• Problem details: Reword the records by changing "distant pedestrian" to "faraway pedestrian" wherever it occurs. Leave every other part of each line unchanged.

• Listed records:

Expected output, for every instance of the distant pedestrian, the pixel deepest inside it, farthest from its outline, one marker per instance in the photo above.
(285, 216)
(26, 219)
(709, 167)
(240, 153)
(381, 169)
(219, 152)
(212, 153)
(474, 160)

• Output of the exercise:
Expected output, for every instance of the faraway pedestrian, the pixel deepest inside it, farthest from its outline, one marker per instance in the photo above.
(285, 216)
(26, 219)
(709, 167)
(240, 153)
(381, 169)
(219, 152)
(212, 153)
(474, 160)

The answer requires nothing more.